• **Records for this exercise**
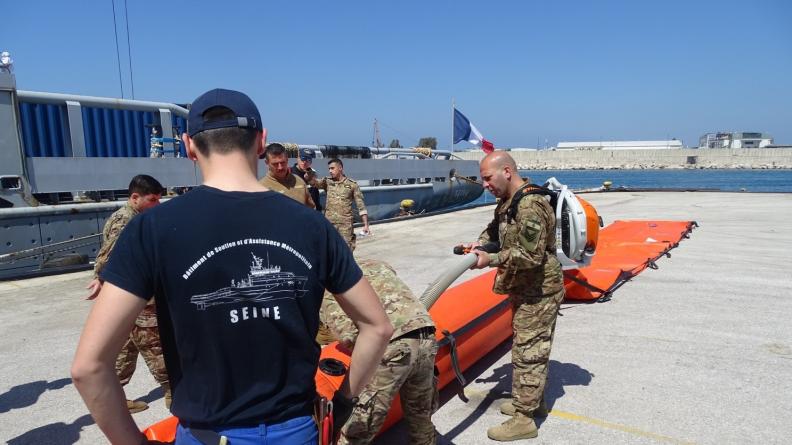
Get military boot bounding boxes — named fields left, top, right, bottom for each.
left=315, top=322, right=337, bottom=346
left=499, top=398, right=549, bottom=417
left=487, top=414, right=538, bottom=441
left=126, top=399, right=149, bottom=413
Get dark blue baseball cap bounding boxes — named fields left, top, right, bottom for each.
left=299, top=148, right=316, bottom=161
left=187, top=88, right=262, bottom=137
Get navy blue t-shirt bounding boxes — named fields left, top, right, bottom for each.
left=102, top=185, right=361, bottom=427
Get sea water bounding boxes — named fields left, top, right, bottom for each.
left=468, top=169, right=792, bottom=205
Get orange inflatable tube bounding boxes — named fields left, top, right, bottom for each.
left=144, top=219, right=696, bottom=440
left=563, top=220, right=697, bottom=301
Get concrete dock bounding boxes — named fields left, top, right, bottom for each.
left=1, top=191, right=791, bottom=444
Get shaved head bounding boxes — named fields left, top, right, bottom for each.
left=481, top=151, right=517, bottom=172
left=479, top=150, right=524, bottom=199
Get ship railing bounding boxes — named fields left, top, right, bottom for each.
left=0, top=233, right=99, bottom=265
left=296, top=145, right=466, bottom=161
left=15, top=89, right=189, bottom=159
left=1, top=71, right=197, bottom=206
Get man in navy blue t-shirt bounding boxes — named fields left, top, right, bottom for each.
left=72, top=89, right=393, bottom=445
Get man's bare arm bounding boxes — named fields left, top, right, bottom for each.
left=361, top=214, right=370, bottom=234
left=85, top=278, right=103, bottom=300
left=71, top=283, right=149, bottom=445
left=332, top=277, right=393, bottom=396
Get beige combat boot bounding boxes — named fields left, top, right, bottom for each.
left=126, top=399, right=149, bottom=413
left=487, top=414, right=538, bottom=441
left=499, top=398, right=549, bottom=417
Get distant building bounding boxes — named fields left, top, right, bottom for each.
left=554, top=140, right=683, bottom=151
left=698, top=132, right=773, bottom=149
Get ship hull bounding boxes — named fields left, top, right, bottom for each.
left=0, top=162, right=482, bottom=280
left=0, top=76, right=484, bottom=279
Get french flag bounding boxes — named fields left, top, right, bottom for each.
left=453, top=108, right=495, bottom=153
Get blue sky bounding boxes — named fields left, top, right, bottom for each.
left=4, top=0, right=791, bottom=148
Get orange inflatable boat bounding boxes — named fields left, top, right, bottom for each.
left=143, top=219, right=695, bottom=441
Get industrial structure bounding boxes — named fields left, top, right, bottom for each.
left=555, top=140, right=683, bottom=151
left=698, top=132, right=773, bottom=149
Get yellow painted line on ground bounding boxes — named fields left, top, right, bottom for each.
left=549, top=409, right=696, bottom=445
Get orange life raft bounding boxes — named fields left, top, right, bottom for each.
left=144, top=219, right=696, bottom=441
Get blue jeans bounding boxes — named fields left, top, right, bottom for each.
left=176, top=416, right=317, bottom=445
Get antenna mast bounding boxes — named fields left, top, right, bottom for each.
left=372, top=118, right=383, bottom=148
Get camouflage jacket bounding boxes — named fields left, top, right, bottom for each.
left=94, top=203, right=138, bottom=277
left=317, top=176, right=367, bottom=225
left=95, top=203, right=157, bottom=327
left=291, top=164, right=322, bottom=211
left=478, top=183, right=563, bottom=297
left=259, top=171, right=315, bottom=208
left=320, top=259, right=434, bottom=349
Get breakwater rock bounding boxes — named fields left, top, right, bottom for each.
left=455, top=148, right=792, bottom=170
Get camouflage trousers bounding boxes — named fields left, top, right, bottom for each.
left=115, top=325, right=169, bottom=392
left=509, top=288, right=564, bottom=416
left=340, top=336, right=439, bottom=445
left=331, top=221, right=356, bottom=252
left=316, top=322, right=337, bottom=346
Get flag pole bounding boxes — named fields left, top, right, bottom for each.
left=451, top=97, right=455, bottom=153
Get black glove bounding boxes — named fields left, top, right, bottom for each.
left=332, top=391, right=358, bottom=430
left=453, top=242, right=500, bottom=255
left=478, top=242, right=500, bottom=253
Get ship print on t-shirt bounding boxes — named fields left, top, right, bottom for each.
left=190, top=252, right=308, bottom=310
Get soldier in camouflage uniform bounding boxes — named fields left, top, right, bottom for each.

• **Task to complete**
Starting with the line that contains "Get antenna mast", return each line through the last one of the data above, exactly as written and nothing more.

• **Written solution**
Get antenna mast bounding boxes — named fields left, top, right, bottom for each.
left=372, top=118, right=383, bottom=148
Get camouflage jacket bounding boxes — named fields left, top, right, bottom for each.
left=94, top=203, right=138, bottom=277
left=317, top=176, right=367, bottom=225
left=95, top=203, right=157, bottom=327
left=291, top=164, right=322, bottom=211
left=478, top=183, right=563, bottom=297
left=259, top=171, right=315, bottom=208
left=320, top=259, right=434, bottom=349
Get breakwater rock bounding boxes — named fields left, top, right, bottom for each.
left=455, top=148, right=792, bottom=170
Get camouflage trousers bounding boxes — named fields left, top, right, bottom for each.
left=115, top=325, right=169, bottom=392
left=509, top=288, right=564, bottom=416
left=340, top=336, right=439, bottom=445
left=331, top=221, right=356, bottom=252
left=316, top=322, right=337, bottom=346
Get flag pole bounding boxes — named fields left, top, right, bottom for each.
left=451, top=97, right=455, bottom=153
Get black glove bounding boxes — named fields left, top, right, bottom for each.
left=332, top=391, right=358, bottom=430
left=453, top=242, right=500, bottom=255
left=478, top=242, right=500, bottom=253
Get ship print on t-shirt bounding boxes — named fields left, top, right, bottom for each.
left=190, top=252, right=308, bottom=310
Get soldier in camouflage uniform bounding boxes — named fields left, top, right, bottom for each.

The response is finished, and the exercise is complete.